§ **Task instructions**
Copy each of the rows below line for line, without changing a single character.

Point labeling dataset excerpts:
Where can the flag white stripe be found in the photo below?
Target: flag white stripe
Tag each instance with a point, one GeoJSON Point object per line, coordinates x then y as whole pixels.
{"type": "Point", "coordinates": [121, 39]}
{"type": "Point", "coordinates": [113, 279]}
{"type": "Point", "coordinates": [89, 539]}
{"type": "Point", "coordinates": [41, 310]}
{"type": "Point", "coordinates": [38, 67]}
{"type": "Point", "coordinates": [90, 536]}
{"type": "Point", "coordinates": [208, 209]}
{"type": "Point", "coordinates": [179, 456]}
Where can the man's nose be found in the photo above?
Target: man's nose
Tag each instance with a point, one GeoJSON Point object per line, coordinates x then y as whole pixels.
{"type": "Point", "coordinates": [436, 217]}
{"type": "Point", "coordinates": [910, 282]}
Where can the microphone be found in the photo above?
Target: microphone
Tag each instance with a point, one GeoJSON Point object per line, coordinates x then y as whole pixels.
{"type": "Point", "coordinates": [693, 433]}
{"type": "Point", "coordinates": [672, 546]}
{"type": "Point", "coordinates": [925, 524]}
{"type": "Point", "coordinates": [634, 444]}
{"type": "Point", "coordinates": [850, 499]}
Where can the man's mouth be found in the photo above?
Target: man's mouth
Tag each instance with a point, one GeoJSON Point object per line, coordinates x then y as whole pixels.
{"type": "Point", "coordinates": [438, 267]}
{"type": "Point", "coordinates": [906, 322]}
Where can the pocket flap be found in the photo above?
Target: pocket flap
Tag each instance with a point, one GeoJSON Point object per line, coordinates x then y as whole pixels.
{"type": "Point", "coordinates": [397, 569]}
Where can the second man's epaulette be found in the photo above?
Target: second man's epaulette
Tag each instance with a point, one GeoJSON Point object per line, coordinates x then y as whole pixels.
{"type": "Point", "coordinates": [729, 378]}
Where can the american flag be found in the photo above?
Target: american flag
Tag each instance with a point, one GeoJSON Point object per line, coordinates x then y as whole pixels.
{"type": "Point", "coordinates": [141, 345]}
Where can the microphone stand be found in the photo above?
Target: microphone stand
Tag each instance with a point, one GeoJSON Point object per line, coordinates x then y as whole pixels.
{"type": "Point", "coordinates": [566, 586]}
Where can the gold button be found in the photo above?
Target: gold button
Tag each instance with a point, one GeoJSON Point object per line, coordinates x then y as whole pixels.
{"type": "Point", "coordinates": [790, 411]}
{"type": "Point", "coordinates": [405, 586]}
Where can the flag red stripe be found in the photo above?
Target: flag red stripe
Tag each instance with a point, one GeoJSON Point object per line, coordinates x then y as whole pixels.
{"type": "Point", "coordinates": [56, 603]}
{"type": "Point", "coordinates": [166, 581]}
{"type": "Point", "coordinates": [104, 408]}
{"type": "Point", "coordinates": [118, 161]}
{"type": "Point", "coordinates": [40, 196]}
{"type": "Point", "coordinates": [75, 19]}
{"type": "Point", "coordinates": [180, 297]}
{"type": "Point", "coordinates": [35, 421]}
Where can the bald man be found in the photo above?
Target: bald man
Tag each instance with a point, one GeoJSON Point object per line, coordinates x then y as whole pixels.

§ **Full solution**
Where can the flag white stripe be found in the photo below?
Target: flag white stripe
Tag each instance with a point, one GeoJSON Point object per line, coordinates x then y as whole pixels.
{"type": "Point", "coordinates": [121, 39]}
{"type": "Point", "coordinates": [113, 279]}
{"type": "Point", "coordinates": [89, 539]}
{"type": "Point", "coordinates": [41, 310]}
{"type": "Point", "coordinates": [38, 67]}
{"type": "Point", "coordinates": [90, 536]}
{"type": "Point", "coordinates": [208, 209]}
{"type": "Point", "coordinates": [179, 456]}
Where can the man's nose be found in the photo above?
Target: man's nose
Tag each instance with a point, one GeoJSON Point object per line, coordinates x then y as whole pixels.
{"type": "Point", "coordinates": [436, 217]}
{"type": "Point", "coordinates": [910, 282]}
Where can the microphone be found in the photo above?
Target: microphone
Tag each instance with a point, one GeoJSON Point object per line, coordinates x then y as whole pixels.
{"type": "Point", "coordinates": [693, 433]}
{"type": "Point", "coordinates": [672, 546]}
{"type": "Point", "coordinates": [925, 524]}
{"type": "Point", "coordinates": [634, 444]}
{"type": "Point", "coordinates": [850, 499]}
Where can the man's mouth be found in the photo above?
Target: man's mouth
Tag each instance with a point, one GeoJSON Point object per line, coordinates x then y as whole pixels.
{"type": "Point", "coordinates": [438, 267]}
{"type": "Point", "coordinates": [906, 322]}
Where can the pocket flap be found in the photo above?
Target: pocket flap
Tag each instance with a point, one GeoJSON Point object per line, coordinates x then y as whole pixels.
{"type": "Point", "coordinates": [397, 569]}
Where can the second man's epaulette be found in the photo above?
Target: second man's epaulette
Tag each instance with a point, one GeoJSON Point object per line, coordinates x then y as whole pixels.
{"type": "Point", "coordinates": [729, 378]}
Where can the american flag be found in the photo above?
Target: american flag
Tag each instance with a point, one GeoJSON Point object per line, coordinates x then y as whole pixels.
{"type": "Point", "coordinates": [141, 345]}
Where can the microphone stand be found in the photo above?
Target: microphone stand
Tag each instance with a point, one GeoJSON Point object per line, coordinates x then y as whole pixels.
{"type": "Point", "coordinates": [566, 586]}
Where can the gold button be found in the photo above?
Target: gold button
Tag each instance with a point, one GeoJSON Point object per line, coordinates x then y as whole pixels.
{"type": "Point", "coordinates": [790, 411]}
{"type": "Point", "coordinates": [405, 586]}
Where can the flag red stripe be found in the photo above?
Target: flag red stripe
Tag each instance with a point, one GeoJSON Point object per line, coordinates x then y as whole pixels.
{"type": "Point", "coordinates": [56, 603]}
{"type": "Point", "coordinates": [166, 581]}
{"type": "Point", "coordinates": [104, 408]}
{"type": "Point", "coordinates": [118, 161]}
{"type": "Point", "coordinates": [40, 196]}
{"type": "Point", "coordinates": [75, 19]}
{"type": "Point", "coordinates": [180, 297]}
{"type": "Point", "coordinates": [35, 421]}
Where can the bald man be found in the photo above?
Target: bald man
Tag each instance with a point, one GeoJSON Point object per line, coordinates x then y as whole pixels.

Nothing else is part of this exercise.